## What you will do
Please copy the passage on logistics center registration from "An applicant intending" up to and including "other necessary information.", substituting "Customs Bureau" for "Customs Office".

A subsidiary company which is located in a foreign country may file its application for business registration as a logistics center under the provisions as provided in the preceding paragraph.
An applicant intending to establish a logistics center shall prepare and submit the following documents to the competent Customs Office for approval and registration. Registration certification shall be issued to applicant upon due Customs approval of its application:
1. Application form: The form shall state the name of the applicant;the business registration number of the enterprise, the business address, the full name, address, citizen ’ s ID number, and telephone number of the responsible person; the address of the logistics center; and other necessary information.
2. The occupancy permits and the floor plans of the land and building structures of the logistics center, including the photocopies of the said documents and the pertinent authorization licenses of the respective competent authorities designating the building as suitable for use as warehousing purposes, as provided in Paragraph 2 of Article 5 hereof.
3. Checklist of equipment and a map showing the location of the equipment.
4. Where the applicant files an application for an outdoor storage facility for cargo containers under the provisions of Article 17-1 ,the said applicant should present a land storage space plan properly indicating the position and location of the storage spaces.
All logistics centers shall provide a guarantee deposit to the Customs in the amount of NT$20 million.
The guarantee deposit referred to in the preceding paragraph may be provided in accordance with Article 11 of The Rules Governing the Implementation of the Customs Law.
The Customs may deduct from the guarantee deposit all taxes due ,penalty fines or other fees in arrears which a logistics center incurs.

## Data block

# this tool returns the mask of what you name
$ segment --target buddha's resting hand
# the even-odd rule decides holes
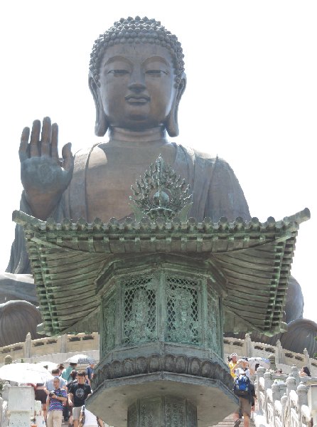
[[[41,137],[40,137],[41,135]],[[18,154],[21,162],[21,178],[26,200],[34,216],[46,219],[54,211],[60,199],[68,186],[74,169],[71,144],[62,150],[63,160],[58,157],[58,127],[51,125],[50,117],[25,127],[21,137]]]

## Response
An applicant intending to establish a logistics center shall prepare and submit the following documents to the competent Customs Bureau for approval and registration. Registration certification shall be issued to applicant upon due Customs approval of its application:
1. Application form: The form shall state the name of the applicant;the business registration number of the enterprise, the business address, the full name, address, citizen ’ s ID number, and telephone number of the responsible person; the address of the logistics center; and other necessary information.